### Instruction
Copy the entries below again, changing "supply box coordinates" to "give the box coordinates" wherever it appears and leaving everything else as it is. Don't include the pictures.

--- Start Given entries ---

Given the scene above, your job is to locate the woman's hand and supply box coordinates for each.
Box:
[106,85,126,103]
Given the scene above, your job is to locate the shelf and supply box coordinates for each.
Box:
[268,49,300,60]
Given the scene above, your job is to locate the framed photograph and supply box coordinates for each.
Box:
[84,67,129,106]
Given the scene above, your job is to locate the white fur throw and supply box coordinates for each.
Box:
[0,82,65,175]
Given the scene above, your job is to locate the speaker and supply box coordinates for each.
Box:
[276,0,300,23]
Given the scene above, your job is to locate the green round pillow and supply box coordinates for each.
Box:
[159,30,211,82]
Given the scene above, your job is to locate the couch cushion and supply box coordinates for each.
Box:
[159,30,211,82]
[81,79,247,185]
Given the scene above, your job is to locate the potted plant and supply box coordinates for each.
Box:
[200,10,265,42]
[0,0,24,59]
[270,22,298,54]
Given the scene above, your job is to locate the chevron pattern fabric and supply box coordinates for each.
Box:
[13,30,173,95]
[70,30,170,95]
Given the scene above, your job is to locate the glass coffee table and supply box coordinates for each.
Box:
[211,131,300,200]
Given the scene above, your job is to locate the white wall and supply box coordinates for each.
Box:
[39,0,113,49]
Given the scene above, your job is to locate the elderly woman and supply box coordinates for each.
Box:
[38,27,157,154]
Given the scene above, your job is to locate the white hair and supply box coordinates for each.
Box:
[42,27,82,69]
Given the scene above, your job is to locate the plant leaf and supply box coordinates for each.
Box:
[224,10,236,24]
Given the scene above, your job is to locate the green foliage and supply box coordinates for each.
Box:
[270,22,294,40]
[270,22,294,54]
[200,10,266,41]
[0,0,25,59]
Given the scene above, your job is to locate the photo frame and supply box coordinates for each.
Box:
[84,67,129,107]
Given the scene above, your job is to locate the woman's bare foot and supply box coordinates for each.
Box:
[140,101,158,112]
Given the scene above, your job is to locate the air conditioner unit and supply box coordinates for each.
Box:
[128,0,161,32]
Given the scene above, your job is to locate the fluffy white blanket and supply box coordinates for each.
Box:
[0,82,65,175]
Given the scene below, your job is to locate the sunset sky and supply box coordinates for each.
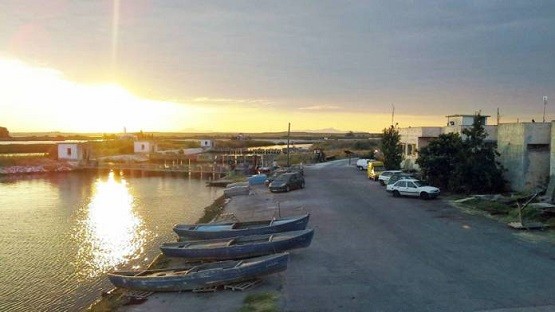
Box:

--- End Given entries ---

### Answer to this task
Given the scene above, your job is to locate the woman's hand and give the box coordinates for each.
Box:
[106,85,126,103]
Given the scene above, your job is to locate the shelf and give the box coordinates for each.
Box:
[268,49,300,60]
Given the scene above, your job is to locate the framed photograph and give the box coordinates for each.
Box:
[84,67,129,106]
Given the scene above, your job is to locate the white fur throw and give the box coordinates for each.
Box:
[0,82,65,175]
Given the scene above, your job is to locate the speaker and give the box coordinates for each.
Box:
[276,0,300,23]
Given the scene above, your job is to locate the green round pillow and give the box coordinates for each.
Box:
[159,30,211,82]
Given the scene above, your job is to locate the couch cushion and give the box coordinates for each.
Box:
[159,30,211,82]
[81,79,247,185]
Given the scene above, your job is to locate the potted plant and give the box coordinates for each.
Box:
[200,10,265,42]
[0,0,24,59]
[270,22,298,54]
Given the scene above, your job is to locate the chevron pattern fabric and give the box coordinates for each.
Box:
[13,30,173,95]
[70,30,170,95]
Given the scene above, your job is to locate the glass coffee table and give the box coordinates for each.
Box:
[211,131,300,200]
Given the scene above, your job is to locate the white wall and give the box coordinates for each.
Box:
[39,0,113,49]
Given the scene above, your job is to locate the elderly woman and give the box coordinates for each.
Box:
[38,27,157,154]
Given the scene above, your job is to locate the white hair and give the box coordinates for each.
Box:
[42,27,82,69]
Given the scene above, your job is to locate the plant leaf and give the box coordinates for each.
Box:
[224,10,236,24]
Given the scene above, your job is to locate the green foliage and give the box coordinates for each.
Box:
[270,22,294,40]
[270,22,294,54]
[200,10,266,41]
[0,0,25,59]
Given the scene above, your job is to locate the photo frame and give the box coordinates for each.
Box:
[84,67,129,107]
Given the scene above, your job is to locate the woman's bare foot and give the box coordinates for each.
Box:
[140,101,158,112]
Given the scene above, your job is to locate the air conditioner unit and give the box coordinates for each.
Box:
[128,0,161,32]
Given the scene above, your job is to locate the fluffy white blanket and give the box coordinates for each.
Box:
[0,82,65,175]
Given the scene below, your job is to locate the sunset sky and give the box coordinates for each.
Box:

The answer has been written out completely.